## STORED ROWS

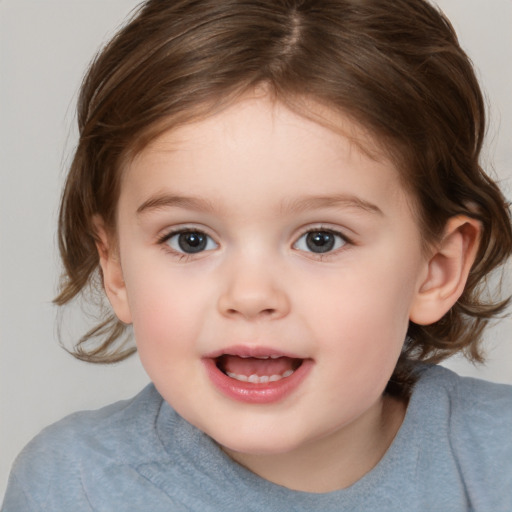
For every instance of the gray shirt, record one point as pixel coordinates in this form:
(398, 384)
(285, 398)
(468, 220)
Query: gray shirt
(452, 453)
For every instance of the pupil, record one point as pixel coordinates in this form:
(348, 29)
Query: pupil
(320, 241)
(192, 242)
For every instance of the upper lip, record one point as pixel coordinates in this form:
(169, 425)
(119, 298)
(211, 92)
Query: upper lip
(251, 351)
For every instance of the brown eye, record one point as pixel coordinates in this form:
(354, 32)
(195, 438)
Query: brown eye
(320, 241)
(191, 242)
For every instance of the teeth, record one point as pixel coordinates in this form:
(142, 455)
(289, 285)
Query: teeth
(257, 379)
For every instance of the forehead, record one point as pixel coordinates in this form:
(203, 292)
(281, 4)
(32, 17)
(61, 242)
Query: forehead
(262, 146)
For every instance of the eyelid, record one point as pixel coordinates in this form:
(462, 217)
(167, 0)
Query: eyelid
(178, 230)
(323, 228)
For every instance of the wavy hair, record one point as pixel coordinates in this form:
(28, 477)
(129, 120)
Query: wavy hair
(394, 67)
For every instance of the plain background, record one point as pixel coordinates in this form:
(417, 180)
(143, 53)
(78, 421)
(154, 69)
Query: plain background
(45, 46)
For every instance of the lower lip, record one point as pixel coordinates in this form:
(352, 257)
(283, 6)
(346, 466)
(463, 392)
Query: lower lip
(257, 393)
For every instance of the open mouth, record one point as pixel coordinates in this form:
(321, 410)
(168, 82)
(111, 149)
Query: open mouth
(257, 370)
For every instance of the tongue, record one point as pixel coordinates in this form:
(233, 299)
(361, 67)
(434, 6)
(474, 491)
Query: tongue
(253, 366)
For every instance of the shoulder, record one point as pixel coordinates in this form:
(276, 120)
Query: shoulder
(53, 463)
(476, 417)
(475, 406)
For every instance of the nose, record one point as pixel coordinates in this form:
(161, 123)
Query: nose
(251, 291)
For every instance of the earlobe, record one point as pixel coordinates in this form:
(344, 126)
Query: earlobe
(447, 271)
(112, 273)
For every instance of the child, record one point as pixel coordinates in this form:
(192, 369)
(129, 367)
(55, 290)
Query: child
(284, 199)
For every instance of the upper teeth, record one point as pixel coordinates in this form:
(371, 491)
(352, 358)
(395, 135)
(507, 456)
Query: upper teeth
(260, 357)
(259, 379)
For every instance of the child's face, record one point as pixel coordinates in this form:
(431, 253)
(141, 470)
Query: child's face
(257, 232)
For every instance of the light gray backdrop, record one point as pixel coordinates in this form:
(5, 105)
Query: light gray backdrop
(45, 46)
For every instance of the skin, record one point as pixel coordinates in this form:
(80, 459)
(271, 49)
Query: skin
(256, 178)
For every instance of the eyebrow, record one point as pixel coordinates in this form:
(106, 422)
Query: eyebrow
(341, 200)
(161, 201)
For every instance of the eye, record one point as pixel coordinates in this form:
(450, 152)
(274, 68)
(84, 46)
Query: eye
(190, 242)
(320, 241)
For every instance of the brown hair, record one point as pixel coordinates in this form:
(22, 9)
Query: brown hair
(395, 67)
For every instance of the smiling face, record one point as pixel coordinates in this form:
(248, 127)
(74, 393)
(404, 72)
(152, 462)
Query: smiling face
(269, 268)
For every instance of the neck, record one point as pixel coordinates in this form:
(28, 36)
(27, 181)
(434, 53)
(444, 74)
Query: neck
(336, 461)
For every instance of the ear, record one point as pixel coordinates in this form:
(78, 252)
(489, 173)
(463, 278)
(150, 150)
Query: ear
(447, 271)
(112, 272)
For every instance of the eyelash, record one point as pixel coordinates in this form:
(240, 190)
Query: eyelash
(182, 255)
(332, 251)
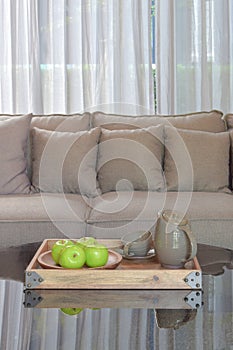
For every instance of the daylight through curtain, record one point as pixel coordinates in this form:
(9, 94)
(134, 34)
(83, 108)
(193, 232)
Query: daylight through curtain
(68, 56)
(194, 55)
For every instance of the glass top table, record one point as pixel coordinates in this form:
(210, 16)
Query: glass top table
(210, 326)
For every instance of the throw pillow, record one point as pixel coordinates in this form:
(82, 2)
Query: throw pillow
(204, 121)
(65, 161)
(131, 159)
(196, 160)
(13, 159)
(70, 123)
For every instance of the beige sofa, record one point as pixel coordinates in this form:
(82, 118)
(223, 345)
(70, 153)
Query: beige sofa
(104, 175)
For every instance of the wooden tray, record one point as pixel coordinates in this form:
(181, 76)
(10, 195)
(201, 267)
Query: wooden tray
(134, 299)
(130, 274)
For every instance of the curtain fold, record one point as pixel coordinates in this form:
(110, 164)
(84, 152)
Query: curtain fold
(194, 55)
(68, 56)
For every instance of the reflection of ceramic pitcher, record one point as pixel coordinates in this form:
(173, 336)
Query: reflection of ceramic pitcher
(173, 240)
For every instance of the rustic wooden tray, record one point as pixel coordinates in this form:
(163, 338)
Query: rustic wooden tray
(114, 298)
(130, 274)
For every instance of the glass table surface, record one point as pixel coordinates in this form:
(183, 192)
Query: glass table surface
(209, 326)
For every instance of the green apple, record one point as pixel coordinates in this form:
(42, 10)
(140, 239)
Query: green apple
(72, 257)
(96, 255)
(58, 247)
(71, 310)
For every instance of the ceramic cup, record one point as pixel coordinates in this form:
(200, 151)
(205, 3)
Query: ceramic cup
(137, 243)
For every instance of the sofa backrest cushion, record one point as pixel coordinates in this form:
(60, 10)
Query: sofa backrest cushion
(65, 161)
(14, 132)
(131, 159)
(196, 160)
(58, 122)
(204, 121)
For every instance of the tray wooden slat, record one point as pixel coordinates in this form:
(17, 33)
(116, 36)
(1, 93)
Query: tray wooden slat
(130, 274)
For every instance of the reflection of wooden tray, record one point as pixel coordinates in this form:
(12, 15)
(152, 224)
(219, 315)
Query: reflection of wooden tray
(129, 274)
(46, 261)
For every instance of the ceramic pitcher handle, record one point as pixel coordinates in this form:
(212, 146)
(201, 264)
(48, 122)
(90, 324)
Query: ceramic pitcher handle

## TASK DIRECTIONS
Put each line of all the rows above into a Markdown table with the columns "No." and "Line", numbering the lines and skipping blank ones. Leave the pictures out.

## EXPECTED OUTPUT
| No. | Line |
|---|---|
| 1 | For every instance of the gray shirt, record one point as pixel coordinates in this form: |
| 2 | (398, 384) |
| 3 | (285, 398) |
| 4 | (468, 220) |
| 5 | Query: gray shirt |
| 6 | (452, 453) |
| 7 | For every instance of the pupil, record one point as pixel coordinates in this form: |
| 8 | (348, 29) |
| 9 | Query: pupil |
| 10 | (320, 241) |
| 11 | (192, 242) |
| 12 | For every instance of the upper lip, record one point as pixel coordinates in this form: |
| 13 | (169, 425) |
| 14 | (119, 298) |
| 15 | (211, 92) |
| 16 | Query: upper lip |
| 17 | (251, 351) |
| 18 | For every instance of the brown eye, record one point as pixel coordinates in this form: |
| 19 | (354, 32) |
| 20 | (195, 438) |
| 21 | Query: brown eye |
| 22 | (320, 241) |
| 23 | (191, 242) |
| 24 | For every instance of the teeth, record one point as pixel coordinates in this form: |
| 25 | (142, 455) |
| 26 | (289, 285) |
| 27 | Query: teeth |
| 28 | (257, 379) |
| 29 | For every instance of the forehead, record one point as pixel coordinates in this form: |
| 30 | (203, 292) |
| 31 | (281, 4) |
| 32 | (32, 17) |
| 33 | (61, 242) |
| 34 | Query: forehead |
| 35 | (262, 146) |
| 36 | For every instance of the eyelid, record one point as pixel coordinates in this form: |
| 37 | (462, 217) |
| 38 | (167, 0) |
| 39 | Query: eyelid |
| 40 | (178, 230) |
| 41 | (323, 228) |
| 42 | For every instance of the wavy hair, record one point as pixel coordinates in this form: |
| 43 | (28, 477) |
| 44 | (129, 120) |
| 45 | Query: wavy hair |
| 46 | (394, 67) |
| 47 | For every instance of the plain background, record one point as pixel coordinates in this form: |
| 48 | (417, 180) |
| 49 | (143, 53) |
| 50 | (78, 421) |
| 51 | (154, 69) |
| 52 | Query: plain background |
| 53 | (45, 46) |
| 54 | For every instance of the lower lip, record one point as pixel coordinates in this form: |
| 55 | (352, 257) |
| 56 | (283, 6) |
| 57 | (346, 466) |
| 58 | (463, 392) |
| 59 | Query: lower lip |
| 60 | (257, 393) |
| 61 | For every instance of the open mouth, record one point as pixel coordinates in this form: |
| 62 | (321, 410) |
| 63 | (168, 82) |
| 64 | (111, 149) |
| 65 | Query: open mouth |
| 66 | (257, 370) |
| 67 | For every instance of the tongue, record one point as pixel coordinates in this form: |
| 68 | (233, 299) |
| 69 | (361, 67) |
| 70 | (434, 6) |
| 71 | (474, 491) |
| 72 | Query: tongue |
| 73 | (253, 366) |
| 74 | For every instance of the shoulder, record one point as pixel coordinates in this form: |
| 75 | (276, 120) |
| 76 | Query: shoulder |
| 77 | (53, 463) |
| 78 | (476, 417) |
| 79 | (475, 406) |
| 80 | For every instance of the nose, record one point as pixel coordinates in this form: |
| 81 | (161, 123) |
| 82 | Query: nose |
| 83 | (251, 291) |
| 84 | For every instance of the earlobe, record one point as pixel coordinates in this form: |
| 85 | (344, 126) |
| 86 | Query: earlobe |
| 87 | (447, 271) |
| 88 | (112, 273) |
| 89 | For every instance of the child, record one point as pixel coordinates in this form: |
| 90 | (192, 369) |
| 91 | (129, 367) |
| 92 | (55, 290) |
| 93 | Query: child |
| 94 | (284, 199) |
| 95 | For every instance of the upper teeth, record one point as pixel coordinates in this form: |
| 96 | (371, 491) |
| 97 | (352, 358) |
| 98 | (395, 135) |
| 99 | (507, 456) |
| 100 | Query: upper teeth |
| 101 | (260, 357) |
| 102 | (259, 379) |
| 103 | For every instance of the child's face, record one point as pixel coordinates in this form: |
| 104 | (431, 253) |
| 105 | (141, 470) |
| 106 | Query: child's face |
| 107 | (257, 232) |
| 108 | For every instance of the light gray backdrop, record one point as pixel coordinates in this form: |
| 109 | (5, 105) |
| 110 | Query: light gray backdrop |
| 111 | (45, 46) |
| 112 | For every instance of the skin, record one point as pixel coordinates in this form: |
| 113 | (80, 459) |
| 114 | (271, 49) |
| 115 | Query: skin |
| 116 | (256, 178) |
| 117 | For every instance of the eyebrow, record one point as pixel coordinates in this form: |
| 118 | (106, 422) |
| 119 | Query: eyebrow |
| 120 | (341, 200) |
| 121 | (161, 201) |
| 122 | For every instance of the eye, record one point as pixel coordinates in this form: |
| 123 | (450, 152) |
| 124 | (274, 68) |
| 125 | (84, 46) |
| 126 | Query: eye |
| 127 | (190, 242) |
| 128 | (320, 241) |
| 129 | For every instance of the brown hair, record one point as pixel coordinates in this form: |
| 130 | (22, 9) |
| 131 | Query: brown hair |
| 132 | (395, 67) |
| 133 | For every instance of the smiling face, record one point as pixel coordinates in this form: |
| 134 | (248, 127) |
| 135 | (74, 393) |
| 136 | (404, 72) |
| 137 | (152, 462) |
| 138 | Query: smiling face |
| 139 | (269, 268) |
| 140 | For every instance of the neck, record one point as pixel coordinates in this form: |
| 141 | (28, 36) |
| 142 | (27, 181) |
| 143 | (434, 53) |
| 144 | (444, 74) |
| 145 | Query: neck |
| 146 | (336, 461) |
| 147 | For every instance of the ear, record one point as pixel coordinates in this form: |
| 148 | (78, 252) |
| 149 | (489, 173) |
| 150 | (463, 278) |
| 151 | (150, 150) |
| 152 | Query: ear |
| 153 | (447, 271) |
| 154 | (112, 272) |
| 155 | For every instance of the eyelash, record one point as pixel coordinates in this form: |
| 156 | (240, 190) |
| 157 | Query: eyelash |
| 158 | (182, 255) |
| 159 | (332, 251) |
| 160 | For every instance of the daylight through curtain, record one point as pixel coordinates in this form: |
| 161 | (9, 94) |
| 162 | (134, 34) |
| 163 | (83, 108) |
| 164 | (193, 232) |
| 165 | Query: daylight through curtain |
| 166 | (68, 56) |
| 167 | (194, 55) |
| 168 | For every instance of the glass top table, record one point as pixel coordinates in this form: |
| 169 | (210, 16) |
| 170 | Query: glass top table |
| 171 | (210, 326) |
| 172 | For every instance of the throw pillow, record one point as pixel coordinates in this form: |
| 173 | (82, 2) |
| 174 | Query: throw pillow |
| 175 | (204, 121) |
| 176 | (65, 161) |
| 177 | (131, 159) |
| 178 | (196, 160) |
| 179 | (13, 159) |
| 180 | (70, 123) |
| 181 | For every instance of the beige sofa, record one point as pixel coordinates in this form: |
| 182 | (82, 118) |
| 183 | (223, 345) |
| 184 | (70, 153) |
| 185 | Query: beige sofa |
| 186 | (104, 175) |
| 187 | For every instance of the wooden tray, record one point as pixel coordinates in this form: |
| 188 | (181, 76) |
| 189 | (10, 195) |
| 190 | (201, 267) |
| 191 | Query: wooden tray |
| 192 | (134, 299) |
| 193 | (130, 274) |
| 194 | For every instance of the curtain fold, record one point as pixel coordinates in this form: |
| 195 | (110, 164) |
| 196 | (84, 152) |
| 197 | Query: curtain fold |
| 198 | (194, 55) |
| 199 | (68, 56) |
| 200 | For every instance of the reflection of ceramic pitcher, record one point as pixel coordinates in this form: |
| 201 | (173, 336) |
| 202 | Query: reflection of ceramic pitcher |
| 203 | (173, 240) |
| 204 | For every instance of the rustic wooden tray, record one point as pixel coordinates in this form: |
| 205 | (163, 338) |
| 206 | Query: rustic wooden tray |
| 207 | (114, 298) |
| 208 | (130, 274) |
| 209 | For every instance of the glass table surface, record one point as pixel coordinates in this form: |
| 210 | (183, 192) |
| 211 | Query: glass table surface |
| 212 | (209, 326) |
| 213 | For every instance of the green apple, record one point as pixel coordinates in this form: |
| 214 | (42, 10) |
| 215 | (140, 239) |
| 216 | Query: green apple |
| 217 | (72, 257) |
| 218 | (96, 255) |
| 219 | (58, 247) |
| 220 | (71, 310) |
| 221 | For every instance of the ceramic cup, record one point as pixel coordinates in this form: |
| 222 | (200, 151) |
| 223 | (205, 3) |
| 224 | Query: ceramic cup |
| 225 | (137, 243) |
| 226 | For every instance of the sofa backrest cushion, record one point as pixel coordinates in this form: |
| 227 | (60, 10) |
| 228 | Query: sofa backrest cushion |
| 229 | (65, 161) |
| 230 | (14, 132) |
| 231 | (131, 159) |
| 232 | (196, 160) |
| 233 | (58, 122) |
| 234 | (204, 121) |
| 235 | For every instance of the tray wooden slat, record one point as pixel coordinates in this form: |
| 236 | (17, 33) |
| 237 | (116, 36) |
| 238 | (1, 93) |
| 239 | Query: tray wooden slat |
| 240 | (130, 274) |
| 241 | For every instance of the reflection of wooden tray, record one point as pixel coordinates in this form: |
| 242 | (12, 15) |
| 243 | (152, 224) |
| 244 | (219, 315) |
| 245 | Query: reflection of wooden tray |
| 246 | (129, 274) |
| 247 | (46, 261) |
| 248 | For every instance of the ceramic pitcher handle, record one point as pixel coordinates in this form: |
| 249 | (212, 146) |
| 250 | (201, 264) |
| 251 | (48, 122) |
| 252 | (90, 324) |
| 253 | Query: ceramic pitcher handle |